(Collected data)
··········
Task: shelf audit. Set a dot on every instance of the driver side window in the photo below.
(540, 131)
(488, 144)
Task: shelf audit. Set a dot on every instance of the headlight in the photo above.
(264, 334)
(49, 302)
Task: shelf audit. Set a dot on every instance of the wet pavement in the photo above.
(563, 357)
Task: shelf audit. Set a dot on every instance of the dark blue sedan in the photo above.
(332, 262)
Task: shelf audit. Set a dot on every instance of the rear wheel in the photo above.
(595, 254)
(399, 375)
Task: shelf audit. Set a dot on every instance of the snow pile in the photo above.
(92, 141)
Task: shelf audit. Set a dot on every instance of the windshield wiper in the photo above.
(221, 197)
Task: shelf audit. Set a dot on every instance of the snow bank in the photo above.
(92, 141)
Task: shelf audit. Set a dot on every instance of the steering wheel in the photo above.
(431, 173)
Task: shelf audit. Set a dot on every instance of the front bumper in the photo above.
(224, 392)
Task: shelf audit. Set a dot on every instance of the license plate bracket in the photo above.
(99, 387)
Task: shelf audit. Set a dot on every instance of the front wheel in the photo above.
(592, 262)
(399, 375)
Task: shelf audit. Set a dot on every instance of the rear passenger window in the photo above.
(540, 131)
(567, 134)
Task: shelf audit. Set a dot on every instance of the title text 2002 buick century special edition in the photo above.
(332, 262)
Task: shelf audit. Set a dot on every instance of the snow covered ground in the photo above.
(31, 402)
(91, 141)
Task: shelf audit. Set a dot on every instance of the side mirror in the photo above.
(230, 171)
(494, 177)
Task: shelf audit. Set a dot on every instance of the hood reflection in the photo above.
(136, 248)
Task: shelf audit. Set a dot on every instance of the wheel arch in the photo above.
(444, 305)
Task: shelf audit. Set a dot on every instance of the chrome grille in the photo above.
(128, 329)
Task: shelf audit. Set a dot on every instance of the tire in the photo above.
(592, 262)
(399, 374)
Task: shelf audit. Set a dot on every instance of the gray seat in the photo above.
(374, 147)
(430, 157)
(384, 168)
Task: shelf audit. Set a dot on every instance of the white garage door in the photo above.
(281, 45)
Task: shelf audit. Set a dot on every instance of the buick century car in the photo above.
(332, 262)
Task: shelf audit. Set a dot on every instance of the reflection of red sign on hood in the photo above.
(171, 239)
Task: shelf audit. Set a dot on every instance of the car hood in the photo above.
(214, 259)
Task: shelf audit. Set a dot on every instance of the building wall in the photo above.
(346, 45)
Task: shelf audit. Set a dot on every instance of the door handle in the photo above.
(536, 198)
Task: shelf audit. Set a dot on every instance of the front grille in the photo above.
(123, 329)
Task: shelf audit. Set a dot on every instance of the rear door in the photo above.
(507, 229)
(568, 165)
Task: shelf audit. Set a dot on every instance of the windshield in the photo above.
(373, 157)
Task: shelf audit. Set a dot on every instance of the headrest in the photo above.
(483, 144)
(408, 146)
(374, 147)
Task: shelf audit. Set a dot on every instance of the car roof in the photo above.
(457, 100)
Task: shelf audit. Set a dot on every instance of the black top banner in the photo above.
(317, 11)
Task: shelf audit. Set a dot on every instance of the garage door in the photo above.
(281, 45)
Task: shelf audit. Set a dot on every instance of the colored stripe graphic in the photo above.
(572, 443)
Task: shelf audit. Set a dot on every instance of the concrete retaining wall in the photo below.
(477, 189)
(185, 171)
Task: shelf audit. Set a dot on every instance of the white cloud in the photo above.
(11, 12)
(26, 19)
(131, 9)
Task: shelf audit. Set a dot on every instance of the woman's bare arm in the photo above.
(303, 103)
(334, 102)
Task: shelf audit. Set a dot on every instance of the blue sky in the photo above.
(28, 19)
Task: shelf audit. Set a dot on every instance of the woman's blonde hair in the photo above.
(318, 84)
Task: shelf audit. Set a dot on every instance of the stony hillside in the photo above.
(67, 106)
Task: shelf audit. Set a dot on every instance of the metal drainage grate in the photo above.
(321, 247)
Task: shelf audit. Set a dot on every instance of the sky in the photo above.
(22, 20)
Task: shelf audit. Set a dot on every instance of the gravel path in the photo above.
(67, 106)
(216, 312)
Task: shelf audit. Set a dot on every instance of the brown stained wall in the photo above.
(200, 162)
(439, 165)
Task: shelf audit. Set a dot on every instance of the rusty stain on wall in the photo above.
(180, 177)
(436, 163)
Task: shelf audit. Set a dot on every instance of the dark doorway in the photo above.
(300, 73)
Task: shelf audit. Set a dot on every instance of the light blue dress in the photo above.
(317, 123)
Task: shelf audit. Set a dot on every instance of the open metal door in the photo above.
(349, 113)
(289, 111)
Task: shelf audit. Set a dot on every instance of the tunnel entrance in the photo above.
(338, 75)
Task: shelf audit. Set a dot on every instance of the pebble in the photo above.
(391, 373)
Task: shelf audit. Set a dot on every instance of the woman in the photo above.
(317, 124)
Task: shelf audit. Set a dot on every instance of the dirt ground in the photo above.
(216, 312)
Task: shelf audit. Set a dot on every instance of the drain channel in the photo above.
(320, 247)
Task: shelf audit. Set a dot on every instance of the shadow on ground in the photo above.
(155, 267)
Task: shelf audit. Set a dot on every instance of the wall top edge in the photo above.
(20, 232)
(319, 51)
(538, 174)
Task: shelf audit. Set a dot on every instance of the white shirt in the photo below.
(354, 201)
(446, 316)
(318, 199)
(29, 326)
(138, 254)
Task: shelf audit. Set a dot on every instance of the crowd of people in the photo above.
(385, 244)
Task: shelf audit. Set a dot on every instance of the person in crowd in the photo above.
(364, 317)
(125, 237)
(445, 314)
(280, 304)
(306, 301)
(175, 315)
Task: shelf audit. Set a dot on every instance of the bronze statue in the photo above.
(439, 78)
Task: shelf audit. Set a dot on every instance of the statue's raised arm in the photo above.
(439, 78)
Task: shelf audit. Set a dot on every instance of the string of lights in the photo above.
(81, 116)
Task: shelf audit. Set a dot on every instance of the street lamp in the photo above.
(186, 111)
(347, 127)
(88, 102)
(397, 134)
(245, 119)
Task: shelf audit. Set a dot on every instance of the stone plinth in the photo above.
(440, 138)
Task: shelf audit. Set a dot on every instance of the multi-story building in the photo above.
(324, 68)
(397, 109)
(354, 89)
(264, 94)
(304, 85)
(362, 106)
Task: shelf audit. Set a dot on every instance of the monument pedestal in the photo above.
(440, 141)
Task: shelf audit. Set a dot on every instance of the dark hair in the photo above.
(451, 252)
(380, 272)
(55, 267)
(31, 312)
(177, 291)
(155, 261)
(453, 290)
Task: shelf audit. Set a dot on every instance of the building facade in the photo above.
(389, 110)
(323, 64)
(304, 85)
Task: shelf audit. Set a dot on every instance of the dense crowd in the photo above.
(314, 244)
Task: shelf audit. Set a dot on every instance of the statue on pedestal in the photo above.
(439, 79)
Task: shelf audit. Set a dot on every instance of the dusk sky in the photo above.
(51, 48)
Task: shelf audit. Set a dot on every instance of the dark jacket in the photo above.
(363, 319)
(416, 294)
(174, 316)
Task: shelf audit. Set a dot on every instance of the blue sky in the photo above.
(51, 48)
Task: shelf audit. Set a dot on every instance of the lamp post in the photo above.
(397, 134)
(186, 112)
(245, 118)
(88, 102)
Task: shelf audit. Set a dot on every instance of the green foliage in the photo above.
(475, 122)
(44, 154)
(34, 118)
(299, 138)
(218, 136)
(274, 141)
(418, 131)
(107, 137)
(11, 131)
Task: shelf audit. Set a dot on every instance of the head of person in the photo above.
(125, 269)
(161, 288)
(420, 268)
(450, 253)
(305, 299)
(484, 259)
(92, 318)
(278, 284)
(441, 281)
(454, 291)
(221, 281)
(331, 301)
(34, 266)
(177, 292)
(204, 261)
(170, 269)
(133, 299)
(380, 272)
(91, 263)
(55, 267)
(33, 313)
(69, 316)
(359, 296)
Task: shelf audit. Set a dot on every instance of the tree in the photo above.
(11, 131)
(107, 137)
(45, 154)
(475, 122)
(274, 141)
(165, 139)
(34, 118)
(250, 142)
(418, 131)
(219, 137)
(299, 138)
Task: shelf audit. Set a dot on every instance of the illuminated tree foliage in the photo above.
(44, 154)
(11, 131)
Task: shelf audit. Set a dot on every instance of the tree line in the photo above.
··········
EXERCISE BRIEF: Repeat the lines from the one containing "dense crowd in the photo above." through the end of the listing, exactly and without any other lines; both ends are included.

TASK ANSWER:
Task: shelf audit. Set a dot on every instance of the dense crowd in the photo above.
(314, 244)
Task: shelf audit. Set a dot on every instance of the statue on pedestal in the photo above.
(439, 79)
Task: shelf audit. Set a dot on every instance of the dusk sky in the photo above.
(51, 48)
Task: shelf audit. Set a dot on every instance of the dark jacket in the photo above.
(363, 319)
(416, 294)
(174, 316)
Task: shelf audit. Set a dot on every instance of the blue sky in the photo above.
(51, 48)
Task: shelf audit. Set a dot on every instance of the lamp post in the photo above.
(397, 134)
(186, 112)
(245, 118)
(88, 102)
Task: shelf audit. Set a dot on every instance of the green foliage in the photo above.
(475, 122)
(44, 154)
(34, 118)
(299, 138)
(218, 136)
(274, 141)
(418, 131)
(107, 137)
(11, 131)
Task: shelf audit. Set a dot on every instance of the head of person in the photo above.
(125, 269)
(161, 288)
(420, 268)
(450, 253)
(305, 299)
(484, 259)
(92, 318)
(278, 284)
(441, 281)
(454, 291)
(221, 281)
(331, 301)
(34, 266)
(177, 292)
(204, 261)
(170, 269)
(133, 299)
(380, 272)
(91, 263)
(55, 267)
(33, 313)
(69, 316)
(359, 296)
Task: shelf audit. Set a dot on every instance of the tree in the photo above.
(11, 131)
(107, 137)
(45, 154)
(475, 122)
(274, 141)
(165, 139)
(34, 118)
(250, 142)
(418, 131)
(219, 137)
(299, 138)
Task: shelf audit. Set a dot on every instance of the illuminated tree foliage in the photo above.
(44, 154)
(11, 131)
Task: shelf audit. Set a dot on every instance of the tree line in the photo above.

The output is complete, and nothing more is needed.